Given request: Starting at the line that contains "target: gold dragon embroidery", restate each line word for word through the final line of the data, keeping both ends.

-- Begin Exercise materials --

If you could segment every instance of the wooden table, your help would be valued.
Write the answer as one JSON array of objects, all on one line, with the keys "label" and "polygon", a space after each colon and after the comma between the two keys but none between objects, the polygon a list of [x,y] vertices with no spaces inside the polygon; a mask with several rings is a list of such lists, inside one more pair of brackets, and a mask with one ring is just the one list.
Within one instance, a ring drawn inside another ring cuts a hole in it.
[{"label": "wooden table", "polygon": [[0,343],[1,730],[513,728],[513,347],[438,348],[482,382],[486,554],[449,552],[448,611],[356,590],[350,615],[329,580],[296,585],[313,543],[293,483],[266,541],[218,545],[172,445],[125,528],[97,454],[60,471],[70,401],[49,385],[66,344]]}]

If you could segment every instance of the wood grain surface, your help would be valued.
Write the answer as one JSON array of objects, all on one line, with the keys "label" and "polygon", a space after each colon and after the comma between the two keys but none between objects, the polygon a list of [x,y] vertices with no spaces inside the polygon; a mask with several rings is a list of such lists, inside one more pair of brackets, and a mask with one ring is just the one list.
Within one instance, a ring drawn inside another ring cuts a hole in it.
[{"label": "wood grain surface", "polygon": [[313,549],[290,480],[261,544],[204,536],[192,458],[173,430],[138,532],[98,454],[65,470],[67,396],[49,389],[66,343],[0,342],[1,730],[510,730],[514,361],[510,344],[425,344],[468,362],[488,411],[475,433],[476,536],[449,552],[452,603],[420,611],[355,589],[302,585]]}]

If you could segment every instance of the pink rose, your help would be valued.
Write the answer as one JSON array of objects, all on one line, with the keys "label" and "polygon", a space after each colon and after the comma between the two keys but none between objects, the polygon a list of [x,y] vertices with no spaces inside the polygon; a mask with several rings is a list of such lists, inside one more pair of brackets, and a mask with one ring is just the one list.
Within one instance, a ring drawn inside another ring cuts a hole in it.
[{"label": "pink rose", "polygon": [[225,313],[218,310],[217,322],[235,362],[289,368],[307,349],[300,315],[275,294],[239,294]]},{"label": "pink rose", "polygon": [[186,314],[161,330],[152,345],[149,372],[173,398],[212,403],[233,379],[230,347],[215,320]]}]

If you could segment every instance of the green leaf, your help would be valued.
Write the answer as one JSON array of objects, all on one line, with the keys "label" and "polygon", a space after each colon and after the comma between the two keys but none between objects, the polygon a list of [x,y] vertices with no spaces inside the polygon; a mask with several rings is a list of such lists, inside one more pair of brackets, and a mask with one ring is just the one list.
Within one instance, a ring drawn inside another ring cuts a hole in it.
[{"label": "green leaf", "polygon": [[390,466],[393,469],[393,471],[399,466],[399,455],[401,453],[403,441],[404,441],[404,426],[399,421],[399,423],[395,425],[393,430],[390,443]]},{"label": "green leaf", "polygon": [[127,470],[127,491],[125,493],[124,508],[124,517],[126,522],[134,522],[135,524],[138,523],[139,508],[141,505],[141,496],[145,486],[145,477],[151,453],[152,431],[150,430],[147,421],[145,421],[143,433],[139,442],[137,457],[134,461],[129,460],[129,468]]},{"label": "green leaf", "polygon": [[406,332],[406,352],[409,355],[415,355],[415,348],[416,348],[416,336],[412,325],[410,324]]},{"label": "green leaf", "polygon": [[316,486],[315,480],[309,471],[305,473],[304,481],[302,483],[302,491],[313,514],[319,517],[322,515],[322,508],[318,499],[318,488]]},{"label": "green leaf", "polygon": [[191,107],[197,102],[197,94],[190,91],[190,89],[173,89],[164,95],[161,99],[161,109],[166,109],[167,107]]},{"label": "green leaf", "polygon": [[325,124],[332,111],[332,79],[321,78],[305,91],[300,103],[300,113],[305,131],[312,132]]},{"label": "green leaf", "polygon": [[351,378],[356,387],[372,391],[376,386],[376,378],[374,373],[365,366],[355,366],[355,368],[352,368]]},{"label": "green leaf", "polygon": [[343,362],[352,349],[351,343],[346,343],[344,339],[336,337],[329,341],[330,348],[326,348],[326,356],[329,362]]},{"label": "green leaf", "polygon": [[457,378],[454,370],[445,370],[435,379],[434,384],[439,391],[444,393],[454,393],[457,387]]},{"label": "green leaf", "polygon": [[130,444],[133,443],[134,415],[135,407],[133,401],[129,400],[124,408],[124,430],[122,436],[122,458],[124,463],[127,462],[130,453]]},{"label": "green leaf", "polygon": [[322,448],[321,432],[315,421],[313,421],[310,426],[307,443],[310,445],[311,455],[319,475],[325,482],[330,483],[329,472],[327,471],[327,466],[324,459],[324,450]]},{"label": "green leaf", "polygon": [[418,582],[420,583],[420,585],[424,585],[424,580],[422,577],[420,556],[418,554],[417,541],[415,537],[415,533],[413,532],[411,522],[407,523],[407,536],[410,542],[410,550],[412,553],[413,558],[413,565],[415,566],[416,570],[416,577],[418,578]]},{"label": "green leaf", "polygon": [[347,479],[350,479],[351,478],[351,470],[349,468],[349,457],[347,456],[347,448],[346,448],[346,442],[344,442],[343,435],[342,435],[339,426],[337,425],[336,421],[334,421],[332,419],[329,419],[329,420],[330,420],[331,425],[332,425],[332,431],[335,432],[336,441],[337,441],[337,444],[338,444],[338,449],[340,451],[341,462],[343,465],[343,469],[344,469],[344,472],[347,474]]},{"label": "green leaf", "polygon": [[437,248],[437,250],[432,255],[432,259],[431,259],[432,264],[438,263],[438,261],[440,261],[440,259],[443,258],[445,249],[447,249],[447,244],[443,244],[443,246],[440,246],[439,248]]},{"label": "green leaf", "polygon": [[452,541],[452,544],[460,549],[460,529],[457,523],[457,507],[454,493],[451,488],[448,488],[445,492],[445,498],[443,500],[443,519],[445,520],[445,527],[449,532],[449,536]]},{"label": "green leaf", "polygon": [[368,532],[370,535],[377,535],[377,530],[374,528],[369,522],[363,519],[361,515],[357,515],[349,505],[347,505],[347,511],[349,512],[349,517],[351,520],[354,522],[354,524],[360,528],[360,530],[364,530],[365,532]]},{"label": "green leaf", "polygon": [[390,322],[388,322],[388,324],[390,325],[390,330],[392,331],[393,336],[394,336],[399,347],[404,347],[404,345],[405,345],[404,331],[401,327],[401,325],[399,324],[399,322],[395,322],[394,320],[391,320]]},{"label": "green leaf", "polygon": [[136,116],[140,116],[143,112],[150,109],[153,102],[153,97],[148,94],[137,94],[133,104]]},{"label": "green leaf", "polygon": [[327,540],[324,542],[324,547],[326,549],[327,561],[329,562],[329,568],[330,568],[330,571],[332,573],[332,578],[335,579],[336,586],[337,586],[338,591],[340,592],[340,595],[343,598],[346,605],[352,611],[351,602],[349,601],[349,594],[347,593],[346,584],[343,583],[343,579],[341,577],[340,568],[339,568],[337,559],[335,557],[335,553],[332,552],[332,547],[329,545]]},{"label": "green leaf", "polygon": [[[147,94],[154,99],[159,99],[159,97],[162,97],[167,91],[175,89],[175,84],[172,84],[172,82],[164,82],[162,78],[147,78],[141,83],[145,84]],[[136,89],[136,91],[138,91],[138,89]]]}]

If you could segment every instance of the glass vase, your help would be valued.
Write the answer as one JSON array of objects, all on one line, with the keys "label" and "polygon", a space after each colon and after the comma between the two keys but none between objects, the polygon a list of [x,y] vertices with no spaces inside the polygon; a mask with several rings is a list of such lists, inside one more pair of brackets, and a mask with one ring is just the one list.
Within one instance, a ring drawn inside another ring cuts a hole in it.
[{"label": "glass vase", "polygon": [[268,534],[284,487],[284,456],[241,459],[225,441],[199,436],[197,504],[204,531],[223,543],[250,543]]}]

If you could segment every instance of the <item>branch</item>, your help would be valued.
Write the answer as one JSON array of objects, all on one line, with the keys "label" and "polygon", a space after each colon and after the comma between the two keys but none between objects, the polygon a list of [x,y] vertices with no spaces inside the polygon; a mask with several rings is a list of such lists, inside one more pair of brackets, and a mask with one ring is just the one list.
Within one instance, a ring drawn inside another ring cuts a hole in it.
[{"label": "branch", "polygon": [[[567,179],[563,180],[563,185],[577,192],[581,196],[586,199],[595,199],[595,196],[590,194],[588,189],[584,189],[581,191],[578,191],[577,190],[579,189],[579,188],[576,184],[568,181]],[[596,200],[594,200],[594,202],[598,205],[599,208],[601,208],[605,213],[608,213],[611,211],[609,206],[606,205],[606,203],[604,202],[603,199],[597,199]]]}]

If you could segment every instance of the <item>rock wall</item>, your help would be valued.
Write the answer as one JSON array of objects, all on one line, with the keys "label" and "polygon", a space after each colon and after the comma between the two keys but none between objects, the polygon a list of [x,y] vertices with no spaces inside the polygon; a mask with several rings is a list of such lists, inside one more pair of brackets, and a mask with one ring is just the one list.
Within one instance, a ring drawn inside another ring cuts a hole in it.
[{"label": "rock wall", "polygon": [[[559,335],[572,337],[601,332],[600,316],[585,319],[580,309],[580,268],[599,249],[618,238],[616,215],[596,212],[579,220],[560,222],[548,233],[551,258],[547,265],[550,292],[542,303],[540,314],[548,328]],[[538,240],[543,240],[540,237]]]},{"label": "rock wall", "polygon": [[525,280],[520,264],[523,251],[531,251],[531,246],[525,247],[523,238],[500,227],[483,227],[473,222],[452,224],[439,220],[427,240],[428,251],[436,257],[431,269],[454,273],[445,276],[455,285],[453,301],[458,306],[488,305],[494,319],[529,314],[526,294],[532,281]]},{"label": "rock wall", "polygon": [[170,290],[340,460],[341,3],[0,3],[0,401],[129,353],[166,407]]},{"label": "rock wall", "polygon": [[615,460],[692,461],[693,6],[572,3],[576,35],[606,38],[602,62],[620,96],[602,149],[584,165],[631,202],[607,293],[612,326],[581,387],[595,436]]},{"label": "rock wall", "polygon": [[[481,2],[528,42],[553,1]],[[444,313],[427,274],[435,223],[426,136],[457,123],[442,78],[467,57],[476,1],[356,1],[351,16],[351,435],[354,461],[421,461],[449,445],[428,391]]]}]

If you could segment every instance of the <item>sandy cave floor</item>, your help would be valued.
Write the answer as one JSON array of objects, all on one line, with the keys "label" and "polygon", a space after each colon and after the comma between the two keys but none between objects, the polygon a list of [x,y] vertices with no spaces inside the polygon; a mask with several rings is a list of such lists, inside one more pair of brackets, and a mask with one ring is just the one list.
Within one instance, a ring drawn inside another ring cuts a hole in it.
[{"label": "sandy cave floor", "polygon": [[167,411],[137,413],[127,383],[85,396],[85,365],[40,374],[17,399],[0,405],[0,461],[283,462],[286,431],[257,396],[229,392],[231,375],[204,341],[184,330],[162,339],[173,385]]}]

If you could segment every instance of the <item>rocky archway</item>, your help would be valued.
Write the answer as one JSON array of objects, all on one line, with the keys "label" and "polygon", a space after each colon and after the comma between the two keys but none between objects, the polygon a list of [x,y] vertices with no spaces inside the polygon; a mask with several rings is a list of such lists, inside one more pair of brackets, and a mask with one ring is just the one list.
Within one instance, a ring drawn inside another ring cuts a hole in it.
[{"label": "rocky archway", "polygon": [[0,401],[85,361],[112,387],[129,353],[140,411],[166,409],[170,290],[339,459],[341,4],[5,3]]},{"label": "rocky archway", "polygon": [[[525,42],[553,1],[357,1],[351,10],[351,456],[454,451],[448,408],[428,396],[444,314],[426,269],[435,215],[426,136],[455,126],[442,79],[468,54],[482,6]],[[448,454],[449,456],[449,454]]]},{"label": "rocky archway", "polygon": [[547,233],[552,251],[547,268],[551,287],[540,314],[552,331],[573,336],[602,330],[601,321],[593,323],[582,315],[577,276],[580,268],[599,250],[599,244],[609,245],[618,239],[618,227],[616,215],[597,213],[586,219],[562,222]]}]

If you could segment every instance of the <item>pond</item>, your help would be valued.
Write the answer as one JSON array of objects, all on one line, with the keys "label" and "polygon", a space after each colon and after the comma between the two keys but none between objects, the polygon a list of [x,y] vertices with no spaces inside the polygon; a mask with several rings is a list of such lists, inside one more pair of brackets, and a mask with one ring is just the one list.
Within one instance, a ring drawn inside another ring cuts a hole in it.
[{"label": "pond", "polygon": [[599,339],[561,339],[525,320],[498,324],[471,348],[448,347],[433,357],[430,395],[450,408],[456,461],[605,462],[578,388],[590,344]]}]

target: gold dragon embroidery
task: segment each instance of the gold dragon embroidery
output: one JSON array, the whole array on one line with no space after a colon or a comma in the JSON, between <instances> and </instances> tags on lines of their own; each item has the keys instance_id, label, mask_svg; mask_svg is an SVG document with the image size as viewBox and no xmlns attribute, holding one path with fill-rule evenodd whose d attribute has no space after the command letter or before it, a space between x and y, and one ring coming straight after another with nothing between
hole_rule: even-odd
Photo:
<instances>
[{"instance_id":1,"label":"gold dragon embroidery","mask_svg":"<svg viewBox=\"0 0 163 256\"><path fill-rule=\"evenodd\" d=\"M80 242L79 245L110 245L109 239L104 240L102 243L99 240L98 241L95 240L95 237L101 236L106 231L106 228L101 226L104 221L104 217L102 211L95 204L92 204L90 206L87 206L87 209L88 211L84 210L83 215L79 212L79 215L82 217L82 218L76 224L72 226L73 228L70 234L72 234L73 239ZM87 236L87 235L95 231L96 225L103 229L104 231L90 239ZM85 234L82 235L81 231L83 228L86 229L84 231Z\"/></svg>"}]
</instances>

-- End Exercise materials --

Result of this exercise:
target: gold dragon embroidery
task: segment each instance of the gold dragon embroidery
output: one JSON array, the whole array on one line with no space after a colon or a comma in the JSON, between <instances> and </instances> tags on lines of their own; each item has the keys instance_id, label, mask_svg; mask_svg is an SVG document with the image size as viewBox and no xmlns attribute, holding one path with fill-rule evenodd whose d attribute has no space after the command letter or before it, a space between x and y, and one ring coming straight after another with nothing between
hole_rule: even-odd
Photo:
<instances>
[{"instance_id":1,"label":"gold dragon embroidery","mask_svg":"<svg viewBox=\"0 0 163 256\"><path fill-rule=\"evenodd\" d=\"M80 242L79 245L110 245L109 239L104 240L102 243L99 240L98 241L95 240L95 237L101 236L106 231L106 228L101 226L104 221L104 217L102 211L95 204L92 204L90 206L87 206L87 209L88 211L84 210L83 215L79 212L79 215L82 217L82 218L76 224L72 226L73 228L70 234L72 234L73 239ZM87 236L87 235L95 231L96 225L103 229L104 231L90 239ZM85 234L82 235L81 231L83 228L86 229L84 231Z\"/></svg>"}]
</instances>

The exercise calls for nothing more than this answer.